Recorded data

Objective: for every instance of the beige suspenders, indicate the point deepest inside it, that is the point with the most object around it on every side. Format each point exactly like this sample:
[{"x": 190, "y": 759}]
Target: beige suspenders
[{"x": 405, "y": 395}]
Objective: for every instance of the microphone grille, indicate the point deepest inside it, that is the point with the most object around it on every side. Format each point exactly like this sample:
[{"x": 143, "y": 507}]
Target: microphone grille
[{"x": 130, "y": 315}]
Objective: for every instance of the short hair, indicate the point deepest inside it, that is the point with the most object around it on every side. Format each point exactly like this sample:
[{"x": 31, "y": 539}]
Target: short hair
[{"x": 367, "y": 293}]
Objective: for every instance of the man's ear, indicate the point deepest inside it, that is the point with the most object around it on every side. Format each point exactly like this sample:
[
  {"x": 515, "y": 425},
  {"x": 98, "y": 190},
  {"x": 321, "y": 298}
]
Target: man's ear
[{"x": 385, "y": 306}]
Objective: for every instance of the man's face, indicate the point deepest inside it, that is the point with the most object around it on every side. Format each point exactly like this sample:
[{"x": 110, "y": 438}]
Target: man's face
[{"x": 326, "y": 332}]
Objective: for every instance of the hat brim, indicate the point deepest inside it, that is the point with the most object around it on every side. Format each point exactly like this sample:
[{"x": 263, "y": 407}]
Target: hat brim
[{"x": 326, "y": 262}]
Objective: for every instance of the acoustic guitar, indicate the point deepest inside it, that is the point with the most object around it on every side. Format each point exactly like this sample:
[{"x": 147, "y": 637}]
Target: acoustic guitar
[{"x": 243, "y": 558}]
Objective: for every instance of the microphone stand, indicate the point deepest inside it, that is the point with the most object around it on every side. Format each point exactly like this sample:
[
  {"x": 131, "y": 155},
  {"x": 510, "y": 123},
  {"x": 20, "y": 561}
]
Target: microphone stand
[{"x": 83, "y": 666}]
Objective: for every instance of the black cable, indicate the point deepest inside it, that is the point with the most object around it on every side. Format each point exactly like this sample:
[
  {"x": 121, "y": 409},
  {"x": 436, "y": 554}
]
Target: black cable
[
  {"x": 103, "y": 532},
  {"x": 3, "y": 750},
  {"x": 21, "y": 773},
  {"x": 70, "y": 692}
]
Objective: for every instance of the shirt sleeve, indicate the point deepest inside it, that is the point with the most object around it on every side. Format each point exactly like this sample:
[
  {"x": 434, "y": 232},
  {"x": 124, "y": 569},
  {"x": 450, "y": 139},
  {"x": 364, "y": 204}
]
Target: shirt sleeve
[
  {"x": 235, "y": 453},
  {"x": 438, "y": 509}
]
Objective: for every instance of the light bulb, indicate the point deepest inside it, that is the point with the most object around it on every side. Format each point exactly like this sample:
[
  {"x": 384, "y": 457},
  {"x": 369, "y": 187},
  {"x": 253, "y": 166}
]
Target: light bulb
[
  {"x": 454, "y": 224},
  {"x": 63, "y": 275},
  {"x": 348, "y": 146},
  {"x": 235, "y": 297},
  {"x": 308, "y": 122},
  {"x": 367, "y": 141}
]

> **AIM**
Could you repeat all of the data above word for word, without changing anything?

> **RESPONSE**
Objective: for every instance of the beige suspenders, indicate the point deepest inside it, that is the point with the most object around it on every side. Format each point exactly like this sample:
[{"x": 190, "y": 759}]
Target: beige suspenders
[{"x": 405, "y": 395}]
Objective: for every instance of the microphone grille, indicate the point deepest inside it, that is the point with the most object around it on every side. Format each point exactly like this sample:
[{"x": 143, "y": 507}]
Target: microphone grille
[{"x": 130, "y": 315}]
Objective: for every instance of the short hair, indicate the point deepest inside it, that is the point with the most object around it on every side. Format each point exactly like this sample:
[{"x": 31, "y": 539}]
Target: short hair
[{"x": 367, "y": 293}]
Objective: for every instance of the man's ear, indicate the point deepest inside it, that is the point with the most object around it on every side. Format each point exactly like this sample:
[
  {"x": 515, "y": 425},
  {"x": 98, "y": 190},
  {"x": 321, "y": 298}
]
Target: man's ear
[{"x": 385, "y": 306}]
Objective: for every instance of the man's face, indicate the point deepest inside it, that is the point with the most object around it on every side. Format each point exactly like this sample:
[{"x": 110, "y": 438}]
Target: man's face
[{"x": 326, "y": 332}]
Objective: for every instance of the hat brim, indicate the point deepest inside it, that is the point with the most object around it on every side. Format each point exactly like this sample:
[{"x": 263, "y": 407}]
Target: hat brim
[{"x": 326, "y": 262}]
Objective: for every instance of the acoustic guitar, indicate the point deepest inside it, that is the point with the most object around it on every side. Format each point exactly like this sample:
[{"x": 147, "y": 637}]
Target: acoustic guitar
[{"x": 243, "y": 558}]
Objective: for every instance of the microphone stand, indicate the point deepest inside it, that is the point with the most object around it on every side. Format each point exactly like this sample:
[
  {"x": 131, "y": 155},
  {"x": 510, "y": 123},
  {"x": 20, "y": 561}
]
Target: microphone stand
[{"x": 83, "y": 666}]
Objective: for every instance of the black cable, indicate the point deepest inside it, that is the point with the most object around it on every side. Format each point exactly like this sample:
[
  {"x": 121, "y": 409},
  {"x": 436, "y": 554}
]
Target: black cable
[
  {"x": 103, "y": 532},
  {"x": 3, "y": 750},
  {"x": 21, "y": 773},
  {"x": 70, "y": 692}
]
Objective: for every instance of the shirt sleeve, indicate the point deepest inside it, that is the point with the most object around it on every side. Format each point exactly like this sample:
[
  {"x": 434, "y": 232},
  {"x": 124, "y": 569},
  {"x": 450, "y": 139},
  {"x": 364, "y": 204}
]
Target: shirt sleeve
[
  {"x": 235, "y": 453},
  {"x": 438, "y": 509}
]
Objective: for every instance of the light bulb, indicate the point deepest inside it, that is the point with the most object around it on every side. Format each point exactly like this sample:
[
  {"x": 384, "y": 457},
  {"x": 369, "y": 187},
  {"x": 253, "y": 166}
]
Target: light bulb
[
  {"x": 454, "y": 224},
  {"x": 63, "y": 275},
  {"x": 348, "y": 146},
  {"x": 235, "y": 297},
  {"x": 308, "y": 122},
  {"x": 367, "y": 141}
]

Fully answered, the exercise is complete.